Segundo o excerto sobre o prémio Nobel para a Cosmologia, em que data foi lançado o satélite COBE?

Excerto do texto
·····

13 October 2006

Um prémio Nobel para a Cosmologia

Os responsáveis pelo programa do satélite COBE, uma missão espacial da NASA que procura comprovar a teoria do Big Bang foram galardoados pelo Academia Sueca com o prémio Nobel da Física este ano. Os norte-americanos John Mather de 60 anos, astrofísico da NASA, a trabalhar no Centro de Goddard Space Flight e George Smoot de 61 anos, professor na Universidade da Califórnia, vão assim partilhar o prémio Nobel da Física.
O COBE (Cosmic Background Explorer), também conhecido por Explorer 66, foi o primeiro satélite construído especialmente para estudos de Cosmologia. O seu objectivo principal era o de investigar a radiação cósmica de fundo e obter medições que ajudassem a compreender o Universo.
A missão foi planeada para um período de cerca de4 anos e teve início a 18 de Novembro de 1989 quando o satélite foi lançado; este permitiu a recolha de imagens da radiação de fundo; os primeiros resultados foram recebidos apenas após nove minutos de observações: o COBE tinha registado um espectro de emissão de corpo negro. Essa radiação cósmica de fundo foi ainda designada como o "eco" do Big Bang.

Em Cosmologia, a radiação cósmica de fundo é uma forma de radiação eletromagnética prevista por George Gamov, Ralph Alpher e Robert Herman em 1948 e descoberta em 1965 por Arno Penzias e Robert Woodrow Wilson, do Bell Telephone Laboratories. Ela tem um espectro térmico de corpo negro na faixa de microondas. A maior parte dos cientistas consideram a radiação cósmica de fundo como a melhor evidência para o Big Bang como medelo para a criação do universo.
Em Física, um corpo negro é um objecto que absorve toda a radiação electromagnética que incide nesse mesmo corpo. Nenhuma radiação o atravessa e nenhuma é reflectida; no entanto, teoricamente irradia energia em todos os comprimentos de onda possíveis. Embora o nome, os corpos negros não são na realidade “negros” já que irradiam energia. A quantidade e o tipo de radiação que emitem dependem directamente da temperatura a que se encontram. Abaixo dos 700º K produzem muito pouca radiação nos comprimentos de onda visíveis e, neste caso, parecem de facto negros (daí o nome). Acima desta temperatura começam a produzir radiação em comprimentos de onda visíveis, começando pelo vermelho, passando ao laranja, amarelo, e branco antes de passar ao azul com o aumento da temperatura.

·····

Material extraído
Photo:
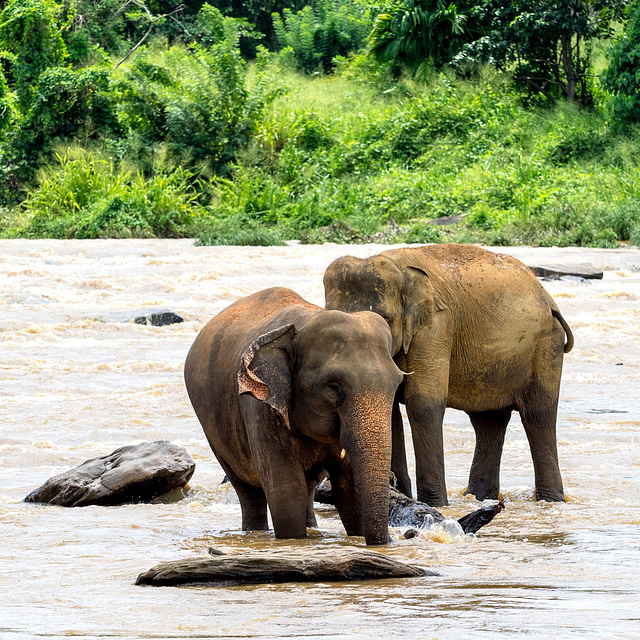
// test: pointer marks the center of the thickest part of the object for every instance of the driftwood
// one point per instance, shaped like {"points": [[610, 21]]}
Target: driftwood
{"points": [[406, 512], [554, 271], [136, 473], [318, 564]]}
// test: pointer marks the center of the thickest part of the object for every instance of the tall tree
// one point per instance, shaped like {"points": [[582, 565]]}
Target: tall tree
{"points": [[622, 77]]}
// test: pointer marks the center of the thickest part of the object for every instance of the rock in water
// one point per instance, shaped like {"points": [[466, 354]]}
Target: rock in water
{"points": [[586, 271], [318, 564], [406, 512], [136, 473], [153, 317], [158, 318]]}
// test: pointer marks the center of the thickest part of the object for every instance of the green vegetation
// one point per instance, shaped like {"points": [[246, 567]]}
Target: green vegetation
{"points": [[203, 132]]}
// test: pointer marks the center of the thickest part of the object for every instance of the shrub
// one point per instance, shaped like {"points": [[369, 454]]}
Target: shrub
{"points": [[197, 102], [315, 35], [87, 196]]}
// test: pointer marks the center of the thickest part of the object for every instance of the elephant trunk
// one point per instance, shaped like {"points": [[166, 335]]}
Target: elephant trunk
{"points": [[368, 444]]}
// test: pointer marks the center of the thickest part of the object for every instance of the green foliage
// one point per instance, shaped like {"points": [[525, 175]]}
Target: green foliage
{"points": [[88, 196], [547, 43], [622, 77], [31, 30], [197, 102], [315, 35], [419, 33]]}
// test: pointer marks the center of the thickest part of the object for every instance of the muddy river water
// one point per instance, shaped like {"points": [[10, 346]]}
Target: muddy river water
{"points": [[74, 386]]}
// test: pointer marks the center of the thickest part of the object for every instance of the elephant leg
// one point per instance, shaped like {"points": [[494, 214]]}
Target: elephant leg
{"points": [[288, 499], [253, 502], [311, 514], [484, 477], [426, 431], [346, 499], [398, 452], [539, 419]]}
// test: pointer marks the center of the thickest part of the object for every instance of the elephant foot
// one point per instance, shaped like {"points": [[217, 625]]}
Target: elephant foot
{"points": [[550, 496], [482, 492], [433, 499]]}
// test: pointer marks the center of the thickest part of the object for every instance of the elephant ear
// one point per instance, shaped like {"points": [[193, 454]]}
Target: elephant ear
{"points": [[265, 370], [419, 304]]}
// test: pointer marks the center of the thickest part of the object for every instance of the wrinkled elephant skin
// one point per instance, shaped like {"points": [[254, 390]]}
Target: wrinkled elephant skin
{"points": [[286, 392], [476, 331]]}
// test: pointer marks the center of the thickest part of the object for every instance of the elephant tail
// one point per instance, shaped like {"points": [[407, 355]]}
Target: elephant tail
{"points": [[569, 343]]}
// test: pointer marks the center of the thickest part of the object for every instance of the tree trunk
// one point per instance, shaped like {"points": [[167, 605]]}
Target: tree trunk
{"points": [[569, 68]]}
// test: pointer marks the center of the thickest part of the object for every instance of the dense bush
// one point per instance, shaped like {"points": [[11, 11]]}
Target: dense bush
{"points": [[315, 35], [85, 195], [622, 77]]}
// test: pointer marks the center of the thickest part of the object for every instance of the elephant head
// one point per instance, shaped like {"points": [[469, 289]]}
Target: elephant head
{"points": [[403, 297], [334, 380]]}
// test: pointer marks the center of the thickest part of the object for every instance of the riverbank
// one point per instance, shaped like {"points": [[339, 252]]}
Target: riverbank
{"points": [[75, 386]]}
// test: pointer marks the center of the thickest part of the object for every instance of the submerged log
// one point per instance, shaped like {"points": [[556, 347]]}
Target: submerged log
{"points": [[136, 473], [318, 564], [406, 512], [587, 271]]}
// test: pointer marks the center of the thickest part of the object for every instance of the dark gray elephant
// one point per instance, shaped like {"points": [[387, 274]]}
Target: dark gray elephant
{"points": [[285, 392], [477, 332]]}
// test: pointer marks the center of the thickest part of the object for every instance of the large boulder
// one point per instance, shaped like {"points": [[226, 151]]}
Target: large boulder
{"points": [[306, 564], [135, 473], [152, 317]]}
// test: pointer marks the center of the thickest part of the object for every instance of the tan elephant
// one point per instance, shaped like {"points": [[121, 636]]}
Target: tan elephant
{"points": [[477, 332]]}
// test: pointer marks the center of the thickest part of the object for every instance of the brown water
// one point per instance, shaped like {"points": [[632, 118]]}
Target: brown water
{"points": [[74, 387]]}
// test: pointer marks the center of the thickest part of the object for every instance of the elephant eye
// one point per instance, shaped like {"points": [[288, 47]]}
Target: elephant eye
{"points": [[336, 393]]}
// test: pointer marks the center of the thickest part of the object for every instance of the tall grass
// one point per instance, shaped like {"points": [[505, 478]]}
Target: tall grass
{"points": [[358, 157]]}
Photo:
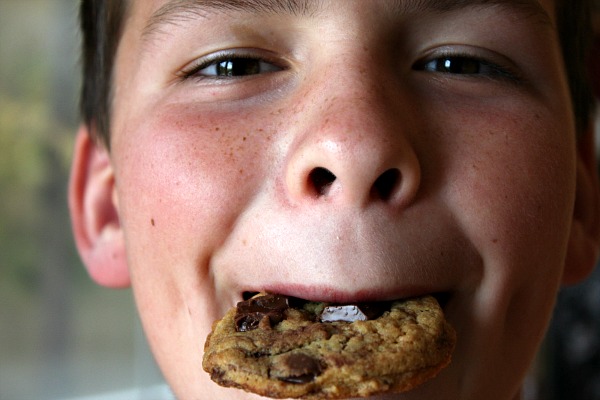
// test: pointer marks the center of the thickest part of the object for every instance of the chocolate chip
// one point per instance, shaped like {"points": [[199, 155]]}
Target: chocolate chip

·····

Solução
A 18 de Novembro de 1989.